◆ DOCUMENT SECTION:
________________________________________

November 19, 2022
We believe that sharing information about our experience with parasites will not only help our customers keep their animals healthy, but it could help build awareness and promote preventative actions throughout the industry. Our hope is that it will accomplish that goal and build stronger relationships with our customers. Eventually, it will result in long-term project sustainability and a stronger community of hobbyists.
Most people would not publish this story about parasites on their business page because most people are concerned about short-term revenue and less concerned about their integrity and animal welfare. We know this business is about relationships and optimal outcomes for our animals. That’s why we founded our project with an ethical goal in mind: individually-raised Furcifer pardalis (iPardalis). For parasites, we aim to educate people and normalize conversations about parasitology, so we can all learn from each other’s experience. Exotic veterinarian practices are often trying to re-purpose solutions known to work for one species and apply them to Panther Chameleons because they don’t have the money to perform clinical trials on Panther Chameleons. We have a wealth of knowledge which we should share, but many breeders/hobbyists are afraid of the stigma, prioritizing profits above animal welfare/personal integrity, and worried transparency is futile given the poor understanding in the general community.
The reality is chameleons have some aggressive parasites that have evolved to be pooped from the top of a tree, survive the fall (or stick to a leaf) and make their way back to a host 10-20 feet up. Parasites of terrestrial species have it easy. The parasites of arboreal species like Panther Chameleons are harder to kill, they are stickier and they can reproduce at a higher rate so a low dose still produces enough eggs to complete their direct life cycle. They may even exhibit vertical transmission from mother to child. A captive environment is a cake walk for these guys, and it can get out of control easily.

________________________________________

◆ GIVEN RECORDS:
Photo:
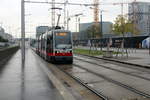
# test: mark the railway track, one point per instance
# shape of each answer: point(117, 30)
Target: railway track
point(116, 82)
point(127, 73)
point(102, 96)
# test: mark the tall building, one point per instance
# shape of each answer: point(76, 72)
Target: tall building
point(5, 35)
point(41, 30)
point(106, 29)
point(139, 13)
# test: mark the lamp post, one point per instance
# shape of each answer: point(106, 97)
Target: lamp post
point(23, 30)
point(101, 16)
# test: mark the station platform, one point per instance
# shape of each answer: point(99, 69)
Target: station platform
point(27, 81)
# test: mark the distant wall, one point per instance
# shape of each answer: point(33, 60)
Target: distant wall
point(5, 54)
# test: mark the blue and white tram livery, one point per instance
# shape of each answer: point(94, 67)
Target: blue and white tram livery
point(56, 46)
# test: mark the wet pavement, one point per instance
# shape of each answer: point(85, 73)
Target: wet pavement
point(135, 56)
point(26, 82)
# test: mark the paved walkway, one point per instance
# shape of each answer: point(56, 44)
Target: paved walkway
point(28, 82)
point(138, 56)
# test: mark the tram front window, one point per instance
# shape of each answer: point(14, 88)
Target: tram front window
point(63, 40)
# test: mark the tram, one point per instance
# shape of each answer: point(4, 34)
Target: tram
point(56, 46)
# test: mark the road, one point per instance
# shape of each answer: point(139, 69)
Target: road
point(112, 80)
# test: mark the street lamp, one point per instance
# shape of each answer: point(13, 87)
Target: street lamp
point(23, 30)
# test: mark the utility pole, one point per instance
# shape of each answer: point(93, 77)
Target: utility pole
point(53, 13)
point(65, 4)
point(23, 30)
point(101, 16)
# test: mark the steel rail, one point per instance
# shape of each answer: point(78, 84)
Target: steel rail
point(117, 61)
point(116, 82)
point(148, 79)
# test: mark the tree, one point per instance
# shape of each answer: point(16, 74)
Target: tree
point(123, 26)
point(94, 31)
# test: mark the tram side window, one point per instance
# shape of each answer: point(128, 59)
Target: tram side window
point(49, 45)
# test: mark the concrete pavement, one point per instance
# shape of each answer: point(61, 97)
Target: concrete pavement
point(26, 82)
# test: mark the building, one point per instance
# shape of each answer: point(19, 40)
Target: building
point(106, 30)
point(139, 13)
point(41, 30)
point(5, 35)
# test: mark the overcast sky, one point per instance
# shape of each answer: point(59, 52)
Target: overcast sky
point(40, 15)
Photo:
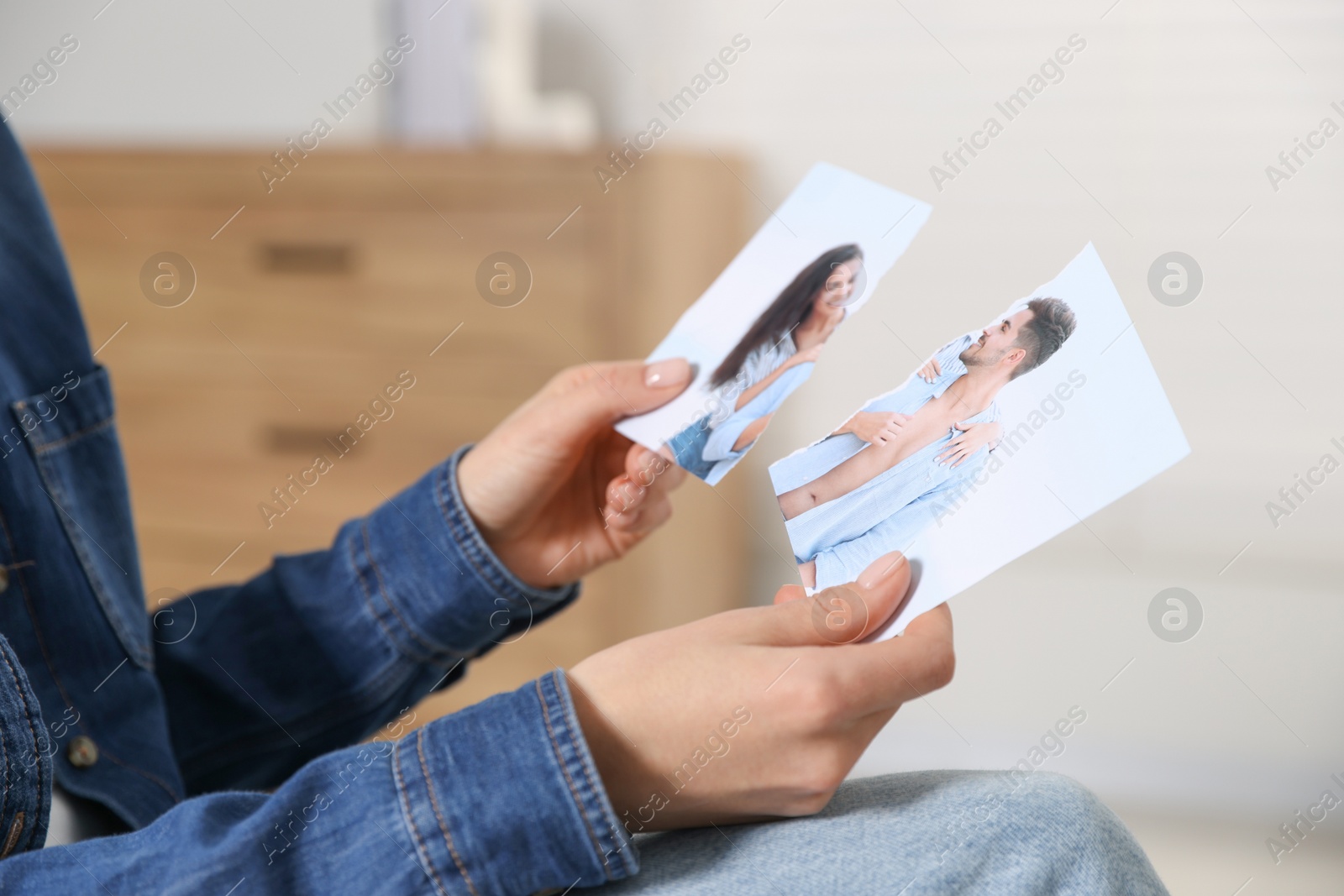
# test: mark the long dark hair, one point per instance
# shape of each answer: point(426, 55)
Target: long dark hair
point(788, 311)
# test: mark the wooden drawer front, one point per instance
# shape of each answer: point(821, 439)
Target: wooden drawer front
point(315, 297)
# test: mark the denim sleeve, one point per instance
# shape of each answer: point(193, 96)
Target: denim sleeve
point(844, 562)
point(497, 799)
point(323, 647)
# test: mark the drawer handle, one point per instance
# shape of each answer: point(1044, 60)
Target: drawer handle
point(307, 258)
point(281, 438)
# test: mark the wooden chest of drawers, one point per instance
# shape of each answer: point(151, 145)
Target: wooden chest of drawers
point(311, 297)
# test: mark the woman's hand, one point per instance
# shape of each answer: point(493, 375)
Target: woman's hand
point(757, 712)
point(972, 438)
point(874, 427)
point(931, 371)
point(806, 355)
point(555, 490)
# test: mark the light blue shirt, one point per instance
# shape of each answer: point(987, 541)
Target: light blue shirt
point(885, 513)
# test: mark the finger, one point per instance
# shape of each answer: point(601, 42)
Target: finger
point(886, 673)
point(585, 399)
point(648, 474)
point(842, 614)
point(638, 523)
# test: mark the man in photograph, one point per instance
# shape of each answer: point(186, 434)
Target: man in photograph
point(874, 484)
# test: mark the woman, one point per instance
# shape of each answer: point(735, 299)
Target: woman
point(774, 356)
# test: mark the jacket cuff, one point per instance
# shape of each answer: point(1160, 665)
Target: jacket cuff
point(421, 546)
point(546, 820)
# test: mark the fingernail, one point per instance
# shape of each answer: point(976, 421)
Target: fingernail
point(882, 569)
point(674, 371)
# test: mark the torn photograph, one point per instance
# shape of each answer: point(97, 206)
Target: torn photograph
point(1005, 437)
point(757, 333)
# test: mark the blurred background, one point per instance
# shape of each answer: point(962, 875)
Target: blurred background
point(293, 296)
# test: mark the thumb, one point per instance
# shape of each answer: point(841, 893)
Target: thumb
point(584, 399)
point(840, 614)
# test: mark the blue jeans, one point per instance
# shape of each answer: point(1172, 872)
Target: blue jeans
point(917, 833)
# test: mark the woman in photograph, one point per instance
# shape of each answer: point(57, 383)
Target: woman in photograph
point(774, 356)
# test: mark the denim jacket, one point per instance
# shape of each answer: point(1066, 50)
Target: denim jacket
point(225, 730)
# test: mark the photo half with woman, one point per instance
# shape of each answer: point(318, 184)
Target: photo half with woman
point(759, 331)
point(882, 477)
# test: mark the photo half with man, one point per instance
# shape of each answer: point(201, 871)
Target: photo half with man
point(761, 328)
point(1005, 437)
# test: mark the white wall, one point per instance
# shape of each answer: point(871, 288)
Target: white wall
point(1167, 121)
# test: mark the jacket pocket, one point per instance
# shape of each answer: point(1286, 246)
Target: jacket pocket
point(78, 457)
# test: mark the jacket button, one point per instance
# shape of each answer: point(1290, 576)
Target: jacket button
point(82, 752)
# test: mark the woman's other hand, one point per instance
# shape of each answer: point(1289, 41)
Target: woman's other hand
point(972, 438)
point(931, 371)
point(875, 427)
point(757, 712)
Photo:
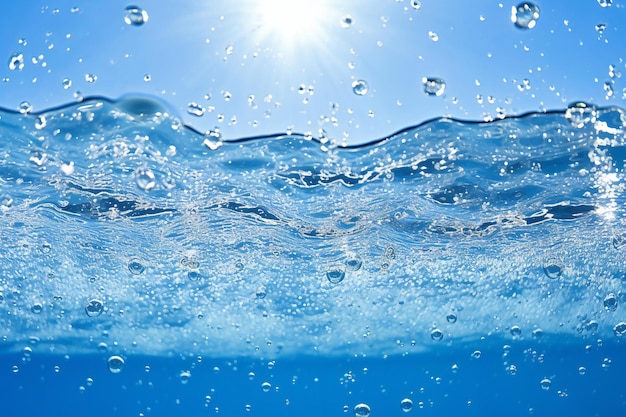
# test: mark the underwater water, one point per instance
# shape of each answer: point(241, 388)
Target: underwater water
point(451, 269)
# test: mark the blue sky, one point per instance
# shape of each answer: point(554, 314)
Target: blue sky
point(260, 67)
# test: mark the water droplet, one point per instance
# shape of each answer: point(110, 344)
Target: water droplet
point(25, 107)
point(436, 335)
point(145, 179)
point(610, 302)
point(135, 16)
point(619, 329)
point(135, 267)
point(40, 122)
point(335, 276)
point(115, 363)
point(406, 405)
point(16, 62)
point(580, 114)
point(195, 109)
point(94, 308)
point(525, 15)
point(362, 410)
point(184, 377)
point(416, 4)
point(434, 86)
point(354, 264)
point(360, 87)
point(552, 268)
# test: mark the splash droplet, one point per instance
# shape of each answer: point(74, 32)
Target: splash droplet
point(16, 62)
point(135, 16)
point(525, 15)
point(360, 87)
point(434, 86)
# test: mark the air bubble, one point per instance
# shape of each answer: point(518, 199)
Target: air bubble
point(545, 384)
point(525, 15)
point(36, 308)
point(362, 410)
point(610, 302)
point(25, 107)
point(135, 267)
point(406, 405)
point(115, 364)
point(135, 16)
point(94, 308)
point(145, 179)
point(335, 276)
point(434, 86)
point(436, 335)
point(619, 329)
point(552, 268)
point(16, 62)
point(354, 264)
point(360, 87)
point(184, 377)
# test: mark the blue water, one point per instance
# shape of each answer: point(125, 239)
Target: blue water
point(473, 268)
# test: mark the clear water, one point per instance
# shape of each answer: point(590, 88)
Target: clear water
point(148, 269)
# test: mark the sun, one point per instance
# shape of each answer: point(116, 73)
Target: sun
point(292, 22)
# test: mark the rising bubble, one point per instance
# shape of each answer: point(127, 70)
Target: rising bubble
point(434, 86)
point(525, 15)
point(545, 384)
point(135, 267)
point(135, 16)
point(406, 405)
point(360, 87)
point(94, 308)
point(362, 410)
point(610, 302)
point(115, 363)
point(336, 275)
point(145, 179)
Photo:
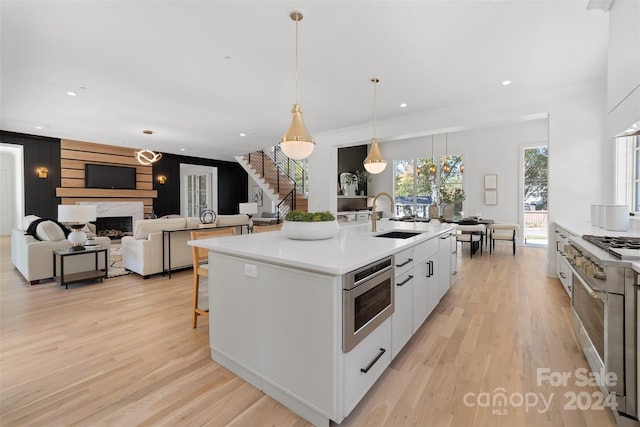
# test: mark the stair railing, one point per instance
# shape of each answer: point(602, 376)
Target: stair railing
point(295, 170)
point(286, 204)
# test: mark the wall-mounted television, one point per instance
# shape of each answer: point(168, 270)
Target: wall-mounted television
point(107, 176)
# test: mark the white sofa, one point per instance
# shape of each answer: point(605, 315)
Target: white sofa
point(142, 252)
point(34, 258)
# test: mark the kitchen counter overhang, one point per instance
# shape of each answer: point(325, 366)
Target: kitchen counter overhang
point(353, 247)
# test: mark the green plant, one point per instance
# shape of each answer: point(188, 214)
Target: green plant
point(362, 176)
point(452, 195)
point(300, 216)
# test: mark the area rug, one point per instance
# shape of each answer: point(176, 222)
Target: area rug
point(116, 268)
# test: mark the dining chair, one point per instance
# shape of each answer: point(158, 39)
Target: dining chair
point(265, 228)
point(201, 266)
point(472, 234)
point(502, 231)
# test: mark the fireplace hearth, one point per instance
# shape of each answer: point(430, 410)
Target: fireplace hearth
point(114, 227)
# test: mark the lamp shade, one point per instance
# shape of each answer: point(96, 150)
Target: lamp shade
point(297, 143)
point(374, 163)
point(249, 208)
point(77, 214)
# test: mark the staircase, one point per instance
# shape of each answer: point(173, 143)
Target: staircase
point(284, 179)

________________________________________

◆ EXERCISE GOAL: Copy out the whole text on chameleon parasites above, word for word.

◆ RESULT FOR THIS EXERCISE:
November 19, 2022
We believe that sharing information about our experience with parasites will not only help our customers keep their animals healthy, but it could help build awareness and promote preventative actions throughout the industry. Our hope is that it will accomplish that goal and build stronger relationships with our customers. Eventually, it will result in long-term project sustainability and a stronger community of hobbyists.
Most people would not publish this story about parasites on their business page because most people are concerned about short-term revenue and less concerned about their integrity and animal welfare. We know this business is about relationships and optimal outcomes for our animals. That’s why we founded our project with an ethical goal in mind: individually-raised Furcifer pardalis (iPardalis). For parasites, we aim to educate people and normalize conversations about parasitology, so we can all learn from each other’s experience. Exotic veterinarian practices are often trying to re-purpose solutions known to work for one species and apply them to Panther Chameleons because they don’t have the money to perform clinical trials on Panther Chameleons. We have a wealth of knowledge which we should share, but many breeders/hobbyists are afraid of the stigma, prioritizing profits above animal welfare/personal integrity, and worried transparency is futile given the poor understanding in the general community.
The reality is chameleons have some aggressive parasites that have evolved to be pooped from the top of a tree, survive the fall (or stick to a leaf) and make their way back to a host 10-20 feet up. Parasites of terrestrial species have it easy. The parasites of arboreal species like Panther Chameleons are harder to kill, they are stickier and they can reproduce at a higher rate so a low dose still produces enough eggs to complete their direct life cycle. They may even exhibit vertical transmission from mother to child. A captive environment is a cake walk for these guys, and it can get out of control easily.